Donne nell'Atene classica

Voce principale: Donne nell'antica Grecia.

Le donne nell'Atene classica (tra il V il IV secolo a.C.) erano generalmente tenute di proposito in ruoli per lo più inferiori rispetto a quelli assegnati agli uomini. Il loro "status" esatto dipendeva dal fatto che si trattasse di schiave, di appartenenti alla classe dei meteci, oppure di donne nate libere, così come anche dall'eventuale attività professionale svolta; ma anche le stesse donne nate libere non sono considerate come veri e propri appartenenti alla cittadinanza, mancandogli sempre del tutto - per fare solo un esempio - del diritto di voto e di esprimere la propria libera opinione davanti alle assemblee della polis[1].

Donne di casa[modifica | modifica wikitesto]

Diventare una buona e brava "padrona di casa" è stato il ruolo solitamente previsto per tutte le donne dell'antica Atene durante l'epoca della Grecia classica[2]. Dopo il matrimonio assieme al compito di generare all'uomo figli legittimi, le donne venivano incaricate di tutte le faccende domestiche e avevano la responsabilità del buon funzionamento generale della casa.

* DATI:
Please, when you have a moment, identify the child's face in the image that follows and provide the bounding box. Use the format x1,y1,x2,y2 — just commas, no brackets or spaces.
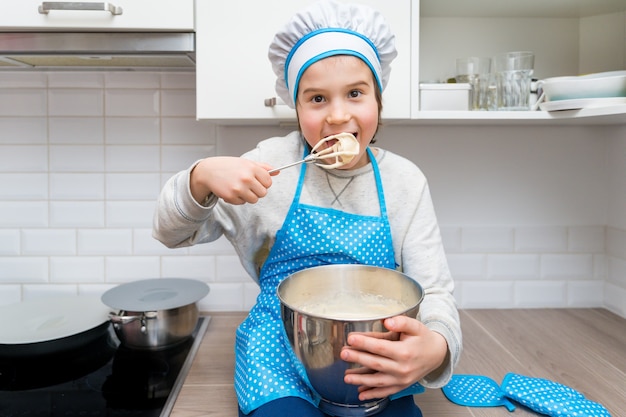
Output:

* ESERCIZI:
**A.** Per ciascuna affermazione indica se concorda con il testo sulle donne nell'Atene classica, rispondendo sì o no e citando testualmente le parole che lo stabiliscono. (i) Le donne nate libere avevano il diritto di voto. (ii) Dopo il matrimonio le donne rispondevano del funzionamento della casa. (iii) Lo status di una donna dipendeva anche dall'attività professionale che svolgeva.
**B.** Trascrivi parola per parola il passo del testo sulle donne nell'Atene classica che comincia con "Voce principale: Donne" e prosegue fino a "assemblee della polis[1].".
I dati non hanno alcun legame con il testo sulle donne nell'Atene classica.

* RISPOSTE:
**A.**
(i) No: "mancandogli sempre del tutto - per fare solo un esempio - del diritto di voto"
(ii) Sì: "avevano la responsabilità del buon funzionamento generale della casa"
(iii) Sì: "così come anche dall'eventuale attività professionale svolta"

**B.**
Voce principale: Donne nell'antica Grecia.

Le donne nell'Atene classica (tra il V il IV secolo a.C.) erano generalmente tenute di proposito in ruoli per lo più inferiori rispetto a quelli assegnati agli uomini. Il loro "status" esatto dipendeva dal fatto che si trattasse di schiave, di appartenenti alla classe dei meteci, oppure di donne nate libere, così come anche dall'eventuale attività professionale svolta; ma anche le stesse donne nate libere non sono considerate come veri e propri appartenenti alla cittadinanza, mancandogli sempre del tutto - per fare solo un esempio - del diritto di voto e di esprimere la propria libera opinione davanti alle assemblee della polis[1].